╔══
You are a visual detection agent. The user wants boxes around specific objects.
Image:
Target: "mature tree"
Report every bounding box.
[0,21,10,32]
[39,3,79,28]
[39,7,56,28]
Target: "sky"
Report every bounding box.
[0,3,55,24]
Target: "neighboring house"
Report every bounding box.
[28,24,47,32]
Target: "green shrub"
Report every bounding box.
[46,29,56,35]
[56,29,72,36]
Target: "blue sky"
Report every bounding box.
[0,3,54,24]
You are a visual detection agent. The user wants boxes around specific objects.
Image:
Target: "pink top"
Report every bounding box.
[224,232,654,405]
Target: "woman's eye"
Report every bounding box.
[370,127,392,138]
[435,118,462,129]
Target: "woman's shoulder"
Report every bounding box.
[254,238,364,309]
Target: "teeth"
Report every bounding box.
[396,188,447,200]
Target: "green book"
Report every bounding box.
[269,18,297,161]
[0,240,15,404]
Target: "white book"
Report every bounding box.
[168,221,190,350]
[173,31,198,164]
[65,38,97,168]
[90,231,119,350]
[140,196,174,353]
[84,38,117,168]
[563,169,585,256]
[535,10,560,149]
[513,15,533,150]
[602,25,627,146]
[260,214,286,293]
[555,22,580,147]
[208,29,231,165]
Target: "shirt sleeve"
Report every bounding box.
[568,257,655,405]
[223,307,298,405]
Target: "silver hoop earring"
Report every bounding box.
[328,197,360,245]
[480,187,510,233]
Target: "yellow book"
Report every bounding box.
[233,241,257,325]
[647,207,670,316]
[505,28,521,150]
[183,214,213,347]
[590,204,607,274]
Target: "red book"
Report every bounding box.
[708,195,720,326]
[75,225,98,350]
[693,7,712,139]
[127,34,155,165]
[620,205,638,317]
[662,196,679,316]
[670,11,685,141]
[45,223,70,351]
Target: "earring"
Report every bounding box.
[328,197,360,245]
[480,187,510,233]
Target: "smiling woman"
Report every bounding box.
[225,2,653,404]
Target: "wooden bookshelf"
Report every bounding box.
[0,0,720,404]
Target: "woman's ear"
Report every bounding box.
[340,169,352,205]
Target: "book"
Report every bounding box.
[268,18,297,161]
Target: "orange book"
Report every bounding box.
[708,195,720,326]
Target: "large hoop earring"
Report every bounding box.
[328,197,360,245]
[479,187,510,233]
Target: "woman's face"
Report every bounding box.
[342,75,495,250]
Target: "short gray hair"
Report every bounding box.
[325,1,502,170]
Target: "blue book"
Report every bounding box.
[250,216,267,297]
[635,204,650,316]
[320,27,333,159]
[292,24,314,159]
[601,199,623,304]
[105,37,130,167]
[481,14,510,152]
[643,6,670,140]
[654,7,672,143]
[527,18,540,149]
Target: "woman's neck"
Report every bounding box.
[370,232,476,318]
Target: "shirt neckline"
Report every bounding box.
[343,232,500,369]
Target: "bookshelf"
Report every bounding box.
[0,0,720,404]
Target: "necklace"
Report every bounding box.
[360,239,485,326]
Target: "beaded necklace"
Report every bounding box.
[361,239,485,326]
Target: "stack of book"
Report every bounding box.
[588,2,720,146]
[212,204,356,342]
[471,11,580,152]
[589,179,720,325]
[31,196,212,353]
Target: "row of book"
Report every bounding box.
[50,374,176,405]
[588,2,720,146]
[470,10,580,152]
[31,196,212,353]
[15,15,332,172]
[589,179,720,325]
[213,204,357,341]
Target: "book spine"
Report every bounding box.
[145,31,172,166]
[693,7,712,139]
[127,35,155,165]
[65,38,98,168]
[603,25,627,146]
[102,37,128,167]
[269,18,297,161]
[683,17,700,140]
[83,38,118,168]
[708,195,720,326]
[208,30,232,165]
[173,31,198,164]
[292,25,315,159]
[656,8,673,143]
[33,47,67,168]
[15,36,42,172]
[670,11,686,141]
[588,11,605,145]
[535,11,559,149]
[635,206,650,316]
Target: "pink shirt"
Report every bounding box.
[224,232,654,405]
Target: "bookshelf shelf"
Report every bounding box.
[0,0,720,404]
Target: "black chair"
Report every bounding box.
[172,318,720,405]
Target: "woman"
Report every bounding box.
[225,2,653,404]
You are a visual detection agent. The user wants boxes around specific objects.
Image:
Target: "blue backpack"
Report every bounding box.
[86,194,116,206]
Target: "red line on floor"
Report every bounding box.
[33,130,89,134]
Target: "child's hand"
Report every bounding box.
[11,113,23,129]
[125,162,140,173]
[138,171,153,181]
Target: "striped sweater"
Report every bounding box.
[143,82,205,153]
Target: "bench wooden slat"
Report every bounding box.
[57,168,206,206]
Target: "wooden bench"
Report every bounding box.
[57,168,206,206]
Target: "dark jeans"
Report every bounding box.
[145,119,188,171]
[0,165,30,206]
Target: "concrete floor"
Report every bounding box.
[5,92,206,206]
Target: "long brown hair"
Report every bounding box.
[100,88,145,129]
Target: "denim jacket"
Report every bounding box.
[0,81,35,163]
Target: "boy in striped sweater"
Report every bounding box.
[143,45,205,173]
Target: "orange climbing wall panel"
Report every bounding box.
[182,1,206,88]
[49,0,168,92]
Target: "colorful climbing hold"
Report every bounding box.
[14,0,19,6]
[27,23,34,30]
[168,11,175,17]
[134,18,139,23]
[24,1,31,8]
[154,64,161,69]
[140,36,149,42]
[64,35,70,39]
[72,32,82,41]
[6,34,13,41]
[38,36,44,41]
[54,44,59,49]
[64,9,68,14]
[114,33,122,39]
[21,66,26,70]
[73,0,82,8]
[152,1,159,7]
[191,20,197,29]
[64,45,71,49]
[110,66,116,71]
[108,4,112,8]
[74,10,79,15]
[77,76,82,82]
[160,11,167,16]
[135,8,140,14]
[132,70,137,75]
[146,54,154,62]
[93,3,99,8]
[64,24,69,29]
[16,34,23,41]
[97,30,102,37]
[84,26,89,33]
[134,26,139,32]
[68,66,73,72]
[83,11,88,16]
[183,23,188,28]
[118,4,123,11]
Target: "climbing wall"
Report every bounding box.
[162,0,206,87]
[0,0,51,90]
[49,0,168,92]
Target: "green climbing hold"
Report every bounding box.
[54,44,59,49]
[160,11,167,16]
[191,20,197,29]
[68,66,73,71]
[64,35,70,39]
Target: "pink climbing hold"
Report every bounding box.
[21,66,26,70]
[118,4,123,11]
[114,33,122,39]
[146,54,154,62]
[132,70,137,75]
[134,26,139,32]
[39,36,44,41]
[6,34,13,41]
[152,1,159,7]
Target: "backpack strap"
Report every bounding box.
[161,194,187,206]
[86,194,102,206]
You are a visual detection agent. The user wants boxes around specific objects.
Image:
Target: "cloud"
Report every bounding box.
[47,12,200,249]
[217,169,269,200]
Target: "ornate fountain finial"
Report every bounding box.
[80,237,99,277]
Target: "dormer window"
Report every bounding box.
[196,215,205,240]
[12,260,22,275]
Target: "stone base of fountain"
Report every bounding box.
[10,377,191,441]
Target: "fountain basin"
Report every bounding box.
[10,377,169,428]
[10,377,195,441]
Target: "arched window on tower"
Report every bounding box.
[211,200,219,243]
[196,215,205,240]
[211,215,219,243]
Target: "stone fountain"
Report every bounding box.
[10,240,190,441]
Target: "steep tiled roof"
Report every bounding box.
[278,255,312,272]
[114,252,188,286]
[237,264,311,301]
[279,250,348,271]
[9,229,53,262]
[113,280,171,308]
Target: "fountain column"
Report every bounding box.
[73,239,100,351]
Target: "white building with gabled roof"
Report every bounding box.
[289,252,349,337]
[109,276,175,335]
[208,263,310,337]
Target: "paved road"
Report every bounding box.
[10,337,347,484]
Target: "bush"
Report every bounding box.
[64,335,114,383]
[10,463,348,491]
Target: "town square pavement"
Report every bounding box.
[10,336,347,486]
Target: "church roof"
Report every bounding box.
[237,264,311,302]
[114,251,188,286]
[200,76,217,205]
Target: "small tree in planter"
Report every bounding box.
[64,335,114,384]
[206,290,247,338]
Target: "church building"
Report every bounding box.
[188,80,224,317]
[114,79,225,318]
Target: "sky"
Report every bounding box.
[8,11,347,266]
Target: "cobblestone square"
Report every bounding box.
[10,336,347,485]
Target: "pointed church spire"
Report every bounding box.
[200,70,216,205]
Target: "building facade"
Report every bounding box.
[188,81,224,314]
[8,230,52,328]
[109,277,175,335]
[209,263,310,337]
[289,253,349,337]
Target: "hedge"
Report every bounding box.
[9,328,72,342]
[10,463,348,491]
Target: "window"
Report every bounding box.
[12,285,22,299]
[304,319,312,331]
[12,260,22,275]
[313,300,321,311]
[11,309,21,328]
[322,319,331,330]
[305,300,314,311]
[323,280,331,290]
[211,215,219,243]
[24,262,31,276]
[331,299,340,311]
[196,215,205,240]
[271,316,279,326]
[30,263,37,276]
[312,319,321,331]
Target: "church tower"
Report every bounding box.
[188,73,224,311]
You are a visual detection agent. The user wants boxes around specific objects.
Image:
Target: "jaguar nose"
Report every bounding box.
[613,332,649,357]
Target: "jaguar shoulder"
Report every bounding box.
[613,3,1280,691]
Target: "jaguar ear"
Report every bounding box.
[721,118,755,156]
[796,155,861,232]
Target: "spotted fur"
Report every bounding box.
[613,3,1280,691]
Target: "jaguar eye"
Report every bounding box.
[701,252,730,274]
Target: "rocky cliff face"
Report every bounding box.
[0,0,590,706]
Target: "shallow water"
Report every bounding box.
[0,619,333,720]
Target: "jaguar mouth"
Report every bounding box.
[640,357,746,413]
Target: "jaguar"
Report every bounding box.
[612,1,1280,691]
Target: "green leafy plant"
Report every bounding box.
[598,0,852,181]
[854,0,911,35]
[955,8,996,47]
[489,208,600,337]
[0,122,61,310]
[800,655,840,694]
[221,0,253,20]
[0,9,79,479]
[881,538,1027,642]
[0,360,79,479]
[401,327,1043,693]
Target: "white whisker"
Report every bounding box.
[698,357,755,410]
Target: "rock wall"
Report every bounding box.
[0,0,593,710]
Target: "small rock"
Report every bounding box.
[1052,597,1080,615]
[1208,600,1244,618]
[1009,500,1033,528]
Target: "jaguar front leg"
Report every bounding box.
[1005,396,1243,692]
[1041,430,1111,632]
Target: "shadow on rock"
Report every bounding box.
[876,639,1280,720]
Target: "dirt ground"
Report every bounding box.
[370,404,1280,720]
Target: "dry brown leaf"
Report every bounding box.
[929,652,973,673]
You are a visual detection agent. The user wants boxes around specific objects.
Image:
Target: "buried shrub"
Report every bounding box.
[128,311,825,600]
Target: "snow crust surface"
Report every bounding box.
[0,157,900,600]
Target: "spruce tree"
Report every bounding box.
╚══
Add 56 to each bounding-box coordinate in the answers, and write out all of the lines again, requests included, beginning with the first line and stopping after the line that contains "[590,204,607,274]".

**TASK RESPONSE:**
You are a visual detection agent. The user wants boxes around specific objects.
Image:
Target: "mature tree"
Report every bounding box.
[56,77,66,88]
[95,59,135,84]
[95,63,112,84]
Target: "sky"
Report every bounding box.
[56,59,111,80]
Target: "neighboring house"
Report every bounding box.
[84,80,103,88]
Target: "green shrub"
Report every bounding box.
[102,85,112,91]
[112,85,128,92]
Target: "blue sky"
Report every bounding box.
[56,59,110,80]
You are a visual detection agent. The user wants boxes around specific objects.
Image:
Target: "pink top"
Report every bounding box.
[280,288,710,461]
Target: "woman's eye"
Report every bounding box.
[426,183,448,194]
[491,174,518,185]
Target: "woman's shoulder"
Report every bounding box.
[310,294,420,365]
Target: "teeth"
Report every bounding box.
[452,244,503,256]
Target: "green book"
Report every bounding box.
[325,74,353,217]
[56,296,71,460]
Target: "white book"
Report every bounding box.
[224,277,246,406]
[229,87,254,220]
[121,94,153,224]
[146,287,175,406]
[196,252,230,409]
[140,94,173,224]
[619,225,641,312]
[591,66,616,205]
[569,71,589,206]
[658,81,683,202]
[316,270,342,349]
[611,78,636,203]
[264,85,287,221]
Target: "shirt sleeve"
Report every bounding box.
[624,313,711,461]
[279,363,354,461]
Target: "silver hoop earring"
Report every bounding box.
[384,253,416,301]
[536,243,566,289]
Target: "yellow book"
Report every bounding box.
[289,297,313,381]
[703,263,726,372]
[561,84,577,206]
[239,270,269,403]
[646,260,663,330]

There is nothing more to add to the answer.